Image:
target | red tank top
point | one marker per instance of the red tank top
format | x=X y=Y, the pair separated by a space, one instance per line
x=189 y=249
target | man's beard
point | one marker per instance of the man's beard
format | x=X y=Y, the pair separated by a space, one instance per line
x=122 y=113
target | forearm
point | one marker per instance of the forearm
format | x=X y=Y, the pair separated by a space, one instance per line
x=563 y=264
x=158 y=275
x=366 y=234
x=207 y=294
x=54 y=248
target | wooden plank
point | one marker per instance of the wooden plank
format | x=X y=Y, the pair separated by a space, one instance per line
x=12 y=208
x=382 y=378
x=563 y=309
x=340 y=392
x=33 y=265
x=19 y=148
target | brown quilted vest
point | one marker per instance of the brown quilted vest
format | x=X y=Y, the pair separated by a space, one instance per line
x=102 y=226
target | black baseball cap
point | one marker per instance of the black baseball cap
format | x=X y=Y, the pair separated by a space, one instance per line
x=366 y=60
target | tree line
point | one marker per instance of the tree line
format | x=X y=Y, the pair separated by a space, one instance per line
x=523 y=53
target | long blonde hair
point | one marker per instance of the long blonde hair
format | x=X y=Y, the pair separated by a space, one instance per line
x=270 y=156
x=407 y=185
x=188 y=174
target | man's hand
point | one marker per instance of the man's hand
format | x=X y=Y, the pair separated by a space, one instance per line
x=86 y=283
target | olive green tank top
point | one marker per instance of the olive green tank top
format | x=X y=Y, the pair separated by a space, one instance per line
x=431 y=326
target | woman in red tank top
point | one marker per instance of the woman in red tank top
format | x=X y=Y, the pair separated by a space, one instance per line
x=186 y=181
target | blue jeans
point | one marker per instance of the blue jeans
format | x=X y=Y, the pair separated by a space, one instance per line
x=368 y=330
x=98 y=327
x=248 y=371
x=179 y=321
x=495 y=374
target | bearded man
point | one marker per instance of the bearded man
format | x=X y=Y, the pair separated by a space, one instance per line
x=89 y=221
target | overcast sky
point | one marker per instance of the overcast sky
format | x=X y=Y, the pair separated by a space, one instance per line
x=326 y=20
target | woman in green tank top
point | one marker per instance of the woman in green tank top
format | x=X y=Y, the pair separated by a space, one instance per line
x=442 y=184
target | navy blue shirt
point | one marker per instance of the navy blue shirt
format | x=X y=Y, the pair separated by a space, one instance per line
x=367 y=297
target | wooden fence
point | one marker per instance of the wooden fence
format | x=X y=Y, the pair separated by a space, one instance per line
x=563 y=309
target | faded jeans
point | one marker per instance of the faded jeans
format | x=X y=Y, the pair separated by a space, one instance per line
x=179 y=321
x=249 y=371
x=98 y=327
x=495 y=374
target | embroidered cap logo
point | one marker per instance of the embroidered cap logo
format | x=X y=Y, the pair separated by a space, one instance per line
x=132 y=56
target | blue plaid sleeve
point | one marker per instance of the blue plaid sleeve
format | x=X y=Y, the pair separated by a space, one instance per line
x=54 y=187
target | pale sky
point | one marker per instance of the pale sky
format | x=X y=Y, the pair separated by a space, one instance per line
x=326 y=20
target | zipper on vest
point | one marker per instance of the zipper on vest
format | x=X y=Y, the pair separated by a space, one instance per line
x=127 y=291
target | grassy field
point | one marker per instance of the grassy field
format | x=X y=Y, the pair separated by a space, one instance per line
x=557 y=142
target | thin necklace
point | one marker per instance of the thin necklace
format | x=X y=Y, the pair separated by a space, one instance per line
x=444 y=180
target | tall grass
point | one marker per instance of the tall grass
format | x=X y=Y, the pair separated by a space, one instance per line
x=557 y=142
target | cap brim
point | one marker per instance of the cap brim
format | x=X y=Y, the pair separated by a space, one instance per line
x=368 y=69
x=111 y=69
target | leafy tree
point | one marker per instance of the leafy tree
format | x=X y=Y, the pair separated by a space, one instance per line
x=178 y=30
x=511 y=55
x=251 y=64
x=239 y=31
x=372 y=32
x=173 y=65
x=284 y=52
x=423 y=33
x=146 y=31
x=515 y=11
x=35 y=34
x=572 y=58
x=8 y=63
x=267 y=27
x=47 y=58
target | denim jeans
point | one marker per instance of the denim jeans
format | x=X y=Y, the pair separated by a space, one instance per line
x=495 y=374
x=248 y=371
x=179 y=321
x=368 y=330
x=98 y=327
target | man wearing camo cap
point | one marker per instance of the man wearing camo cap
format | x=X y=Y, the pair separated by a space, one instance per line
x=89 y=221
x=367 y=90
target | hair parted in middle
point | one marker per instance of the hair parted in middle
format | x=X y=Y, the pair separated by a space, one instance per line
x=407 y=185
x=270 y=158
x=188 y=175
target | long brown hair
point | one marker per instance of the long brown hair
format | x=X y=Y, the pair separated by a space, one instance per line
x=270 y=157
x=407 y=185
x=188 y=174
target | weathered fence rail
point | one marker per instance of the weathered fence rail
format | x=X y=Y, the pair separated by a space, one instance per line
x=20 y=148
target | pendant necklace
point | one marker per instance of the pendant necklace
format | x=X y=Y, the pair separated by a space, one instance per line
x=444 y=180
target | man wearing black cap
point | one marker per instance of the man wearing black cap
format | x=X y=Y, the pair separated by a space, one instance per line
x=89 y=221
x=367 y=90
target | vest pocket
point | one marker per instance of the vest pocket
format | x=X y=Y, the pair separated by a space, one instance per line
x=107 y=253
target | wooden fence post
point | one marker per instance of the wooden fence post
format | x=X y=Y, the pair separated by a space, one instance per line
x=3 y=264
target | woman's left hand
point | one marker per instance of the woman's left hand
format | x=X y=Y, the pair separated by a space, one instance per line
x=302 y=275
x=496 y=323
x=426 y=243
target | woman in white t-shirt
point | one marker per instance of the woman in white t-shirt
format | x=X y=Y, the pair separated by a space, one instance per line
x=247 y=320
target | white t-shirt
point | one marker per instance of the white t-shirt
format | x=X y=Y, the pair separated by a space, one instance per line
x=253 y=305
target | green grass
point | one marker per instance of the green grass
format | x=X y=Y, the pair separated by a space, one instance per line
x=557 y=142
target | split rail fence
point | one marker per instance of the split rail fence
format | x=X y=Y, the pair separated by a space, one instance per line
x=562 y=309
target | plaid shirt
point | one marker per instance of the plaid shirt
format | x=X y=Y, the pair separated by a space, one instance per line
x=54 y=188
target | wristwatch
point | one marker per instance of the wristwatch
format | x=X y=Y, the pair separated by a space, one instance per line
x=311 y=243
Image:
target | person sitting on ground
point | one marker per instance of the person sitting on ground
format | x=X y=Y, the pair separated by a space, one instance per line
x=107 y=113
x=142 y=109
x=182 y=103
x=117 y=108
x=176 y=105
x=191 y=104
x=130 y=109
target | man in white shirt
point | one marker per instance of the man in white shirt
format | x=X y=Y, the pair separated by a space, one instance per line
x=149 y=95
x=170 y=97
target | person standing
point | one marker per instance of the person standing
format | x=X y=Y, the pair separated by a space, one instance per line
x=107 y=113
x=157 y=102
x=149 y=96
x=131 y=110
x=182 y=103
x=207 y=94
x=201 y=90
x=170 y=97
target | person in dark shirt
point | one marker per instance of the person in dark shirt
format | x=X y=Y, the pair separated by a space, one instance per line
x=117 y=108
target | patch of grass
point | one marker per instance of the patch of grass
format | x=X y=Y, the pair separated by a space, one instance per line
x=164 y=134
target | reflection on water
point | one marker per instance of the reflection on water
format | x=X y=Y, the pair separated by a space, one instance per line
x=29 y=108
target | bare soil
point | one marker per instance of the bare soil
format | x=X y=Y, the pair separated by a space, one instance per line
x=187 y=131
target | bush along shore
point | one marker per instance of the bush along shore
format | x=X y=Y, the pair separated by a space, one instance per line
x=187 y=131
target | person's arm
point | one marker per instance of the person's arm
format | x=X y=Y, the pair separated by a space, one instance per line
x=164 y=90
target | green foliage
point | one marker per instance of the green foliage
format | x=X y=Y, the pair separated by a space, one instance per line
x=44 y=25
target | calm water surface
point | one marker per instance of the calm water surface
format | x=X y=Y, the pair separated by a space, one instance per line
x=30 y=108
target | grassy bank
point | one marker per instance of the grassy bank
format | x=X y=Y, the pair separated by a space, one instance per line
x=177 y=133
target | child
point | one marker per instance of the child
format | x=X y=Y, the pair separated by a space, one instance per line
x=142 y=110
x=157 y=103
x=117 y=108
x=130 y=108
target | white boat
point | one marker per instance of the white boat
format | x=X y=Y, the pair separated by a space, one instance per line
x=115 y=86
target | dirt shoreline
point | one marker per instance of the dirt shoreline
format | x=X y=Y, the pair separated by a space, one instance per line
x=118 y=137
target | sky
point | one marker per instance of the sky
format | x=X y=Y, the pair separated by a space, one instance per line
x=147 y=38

Given problem
Rewrite the listing lines starting at "target | brown quilted vest" and ending at "x=102 y=226", replacing "quilted vest" with "padded jacket" and leaving everything else unchanged.

Problem solution
target | brown padded jacket
point | one marker per instance of the brown padded jacket
format | x=X y=Y, the pair separated by a space, one instance per line
x=102 y=226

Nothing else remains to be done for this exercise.